Text segment:
>>
Department of Medicine, University of Mississippi Medical Center, Jackson, Mississippi, United States of America.



Patterns of fat distribution are heavily influenced by psychological stress, sex, and among women, by menopause status. Emerging evidence suggests the lack of perceived neighborhood safety due to crime may contribute to psychological stress and obesity among exposed residents. Our objective is to determine if perceived neighborhood safety is associated with abdominal adiposity among African-American men and women, and among pre- and postmenopausal women in the Jackson Heart Study.


We examined associations between perceived neighborhood safety, fat distribution, and other individual-level covariates among Jackson Heart Study participants (N = 2,881). Abdominal adiposity was measured via computed tomography scans measuring the volumes of visceral, subcutaneous and total adipose tissue. We also measured body mass index (BMI), and waist circumference. Multivariable regression models estimated associations between perceived neighborhood safety, adiposity, and covariates by sex and menopause status.


Adjusting for all covariates, women who strongly disagreed their neighborhood was safe from crime had a higher BMI compared to women who felt safe [Std B 0.083 95% CI (0.010, 0.156)]. Premenopausal women who felt most unsafe had higher BMI, waist circumference, and volumes of visceral and total adipose tissue than those who felt safe [Std B 0.160 (0.021, 0.299), Std B 0.142 (0.003, 0.280), Std B 0.150 (0.014, 0.285), Std B 0.154 (0.019, 0.290), respectively]. We did not identify associations between neighborhood safety and adiposity among men and postmenopausal women.


Our data suggest that abdominal adipose tissue distribution patterns are associated with perceived neighborhood safety in some groups, and that patterns may differ by sex and menopause status, with most associations observed among pre-menopausal women. Further research is needed to elucidate whether there are causal mechanisms underlying sex and menopause-status differences that may mediate associations between perceived safety and abdominal adiposity and potential protective factors that may modify this risk.
<<
Record excerpts:
>>
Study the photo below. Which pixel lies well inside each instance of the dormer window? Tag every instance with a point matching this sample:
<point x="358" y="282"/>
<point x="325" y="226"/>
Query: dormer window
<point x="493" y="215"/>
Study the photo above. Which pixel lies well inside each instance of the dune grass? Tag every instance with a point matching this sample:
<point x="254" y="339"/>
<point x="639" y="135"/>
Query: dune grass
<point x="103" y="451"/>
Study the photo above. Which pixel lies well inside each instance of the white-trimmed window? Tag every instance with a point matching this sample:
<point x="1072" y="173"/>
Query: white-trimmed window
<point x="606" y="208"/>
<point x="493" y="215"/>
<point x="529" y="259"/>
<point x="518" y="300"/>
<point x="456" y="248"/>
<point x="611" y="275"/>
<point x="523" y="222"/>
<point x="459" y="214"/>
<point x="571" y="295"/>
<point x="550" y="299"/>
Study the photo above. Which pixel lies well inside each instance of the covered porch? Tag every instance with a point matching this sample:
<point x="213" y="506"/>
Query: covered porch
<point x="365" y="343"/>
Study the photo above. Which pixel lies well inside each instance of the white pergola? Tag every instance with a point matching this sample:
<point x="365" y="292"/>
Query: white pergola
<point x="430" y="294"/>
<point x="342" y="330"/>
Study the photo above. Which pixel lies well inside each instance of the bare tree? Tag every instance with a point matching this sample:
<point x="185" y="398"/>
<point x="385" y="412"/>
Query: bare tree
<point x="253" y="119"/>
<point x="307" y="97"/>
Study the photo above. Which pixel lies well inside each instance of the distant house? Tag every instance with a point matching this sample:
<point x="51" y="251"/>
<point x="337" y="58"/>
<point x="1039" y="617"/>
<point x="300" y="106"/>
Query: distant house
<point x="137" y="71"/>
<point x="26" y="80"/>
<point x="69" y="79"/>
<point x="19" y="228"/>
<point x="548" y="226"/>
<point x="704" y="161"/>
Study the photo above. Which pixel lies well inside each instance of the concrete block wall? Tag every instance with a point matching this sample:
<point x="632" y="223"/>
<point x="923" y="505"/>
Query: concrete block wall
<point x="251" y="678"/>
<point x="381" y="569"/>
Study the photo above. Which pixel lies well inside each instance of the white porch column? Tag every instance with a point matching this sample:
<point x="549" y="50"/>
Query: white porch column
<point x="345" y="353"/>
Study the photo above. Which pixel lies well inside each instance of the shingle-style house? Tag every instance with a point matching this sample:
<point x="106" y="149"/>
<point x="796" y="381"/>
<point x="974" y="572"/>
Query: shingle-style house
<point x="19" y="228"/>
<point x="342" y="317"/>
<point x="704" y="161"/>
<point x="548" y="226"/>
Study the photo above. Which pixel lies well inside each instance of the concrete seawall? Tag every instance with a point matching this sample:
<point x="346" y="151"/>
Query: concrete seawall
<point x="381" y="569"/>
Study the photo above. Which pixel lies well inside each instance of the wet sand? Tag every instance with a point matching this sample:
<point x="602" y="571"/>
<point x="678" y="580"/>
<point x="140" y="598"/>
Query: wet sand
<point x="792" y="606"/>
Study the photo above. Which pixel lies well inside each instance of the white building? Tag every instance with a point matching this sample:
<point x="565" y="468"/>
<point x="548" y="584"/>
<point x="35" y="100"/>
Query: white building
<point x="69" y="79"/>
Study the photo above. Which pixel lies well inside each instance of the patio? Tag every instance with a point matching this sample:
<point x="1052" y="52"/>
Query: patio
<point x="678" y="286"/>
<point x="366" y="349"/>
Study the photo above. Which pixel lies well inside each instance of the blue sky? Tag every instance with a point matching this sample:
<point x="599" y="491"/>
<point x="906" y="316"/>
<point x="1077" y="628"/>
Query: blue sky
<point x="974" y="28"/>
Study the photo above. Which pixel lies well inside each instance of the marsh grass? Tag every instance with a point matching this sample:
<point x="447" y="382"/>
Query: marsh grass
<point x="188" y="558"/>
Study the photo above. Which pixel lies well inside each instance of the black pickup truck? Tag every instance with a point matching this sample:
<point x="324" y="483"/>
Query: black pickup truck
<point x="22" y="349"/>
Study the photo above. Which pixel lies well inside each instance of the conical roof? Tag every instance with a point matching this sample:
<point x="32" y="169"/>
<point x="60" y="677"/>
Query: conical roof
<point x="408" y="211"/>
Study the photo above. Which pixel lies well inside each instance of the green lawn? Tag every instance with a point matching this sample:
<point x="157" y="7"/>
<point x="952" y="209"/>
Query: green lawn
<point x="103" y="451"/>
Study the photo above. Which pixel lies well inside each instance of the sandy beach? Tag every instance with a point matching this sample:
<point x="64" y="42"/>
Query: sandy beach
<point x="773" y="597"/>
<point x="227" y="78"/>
<<
In the abstract on neighborhood safety and body fat, which two groups showed no association between perceived neighborhood safety and adiposity?

Task answer:
Men and postmenopausal women.